* The task:
Scan the entries for lines containing the string "sidewalk". Reply with how many there are, and nothing else.

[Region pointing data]
------------------------------------------------

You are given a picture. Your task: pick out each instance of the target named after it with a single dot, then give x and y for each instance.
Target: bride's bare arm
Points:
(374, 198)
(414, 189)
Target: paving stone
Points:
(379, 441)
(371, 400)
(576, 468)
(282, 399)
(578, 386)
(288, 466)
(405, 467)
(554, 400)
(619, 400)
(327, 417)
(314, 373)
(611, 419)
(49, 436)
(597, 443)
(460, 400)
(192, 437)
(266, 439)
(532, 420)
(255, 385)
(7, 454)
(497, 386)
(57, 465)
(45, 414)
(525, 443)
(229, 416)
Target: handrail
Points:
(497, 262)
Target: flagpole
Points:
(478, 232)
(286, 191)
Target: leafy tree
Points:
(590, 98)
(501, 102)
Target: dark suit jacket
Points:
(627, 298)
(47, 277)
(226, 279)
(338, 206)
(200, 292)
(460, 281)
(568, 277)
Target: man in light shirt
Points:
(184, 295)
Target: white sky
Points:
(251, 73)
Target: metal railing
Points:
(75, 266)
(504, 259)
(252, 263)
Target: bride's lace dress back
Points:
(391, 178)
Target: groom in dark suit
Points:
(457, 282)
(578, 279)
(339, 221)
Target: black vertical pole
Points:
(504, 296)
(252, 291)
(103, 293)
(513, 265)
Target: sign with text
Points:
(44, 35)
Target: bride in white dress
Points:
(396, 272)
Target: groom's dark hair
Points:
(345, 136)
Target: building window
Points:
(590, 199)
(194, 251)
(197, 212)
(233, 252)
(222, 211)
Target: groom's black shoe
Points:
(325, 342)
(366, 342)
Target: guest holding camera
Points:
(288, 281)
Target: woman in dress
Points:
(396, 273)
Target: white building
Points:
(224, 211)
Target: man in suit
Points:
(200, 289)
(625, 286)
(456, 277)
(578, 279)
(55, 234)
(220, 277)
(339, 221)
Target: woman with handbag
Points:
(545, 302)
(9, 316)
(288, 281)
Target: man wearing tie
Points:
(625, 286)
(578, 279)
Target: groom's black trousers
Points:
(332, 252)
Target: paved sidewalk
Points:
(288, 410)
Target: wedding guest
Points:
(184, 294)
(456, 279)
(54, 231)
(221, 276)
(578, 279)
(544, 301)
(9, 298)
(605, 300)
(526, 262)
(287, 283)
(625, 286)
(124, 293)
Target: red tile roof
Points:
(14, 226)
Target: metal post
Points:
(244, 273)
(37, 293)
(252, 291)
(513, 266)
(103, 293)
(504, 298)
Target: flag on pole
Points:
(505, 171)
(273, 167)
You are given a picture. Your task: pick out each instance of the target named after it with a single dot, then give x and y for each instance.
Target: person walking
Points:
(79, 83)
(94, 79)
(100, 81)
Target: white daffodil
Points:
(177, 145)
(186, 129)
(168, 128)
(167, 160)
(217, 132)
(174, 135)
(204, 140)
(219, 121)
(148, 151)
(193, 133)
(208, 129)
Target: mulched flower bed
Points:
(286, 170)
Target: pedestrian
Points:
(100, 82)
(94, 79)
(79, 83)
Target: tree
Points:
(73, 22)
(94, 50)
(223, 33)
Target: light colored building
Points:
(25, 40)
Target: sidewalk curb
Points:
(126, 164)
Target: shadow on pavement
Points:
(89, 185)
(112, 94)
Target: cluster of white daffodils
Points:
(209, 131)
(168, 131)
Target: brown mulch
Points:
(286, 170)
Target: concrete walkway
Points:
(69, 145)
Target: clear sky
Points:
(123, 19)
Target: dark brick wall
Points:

------------------------------------------------

* Response:
2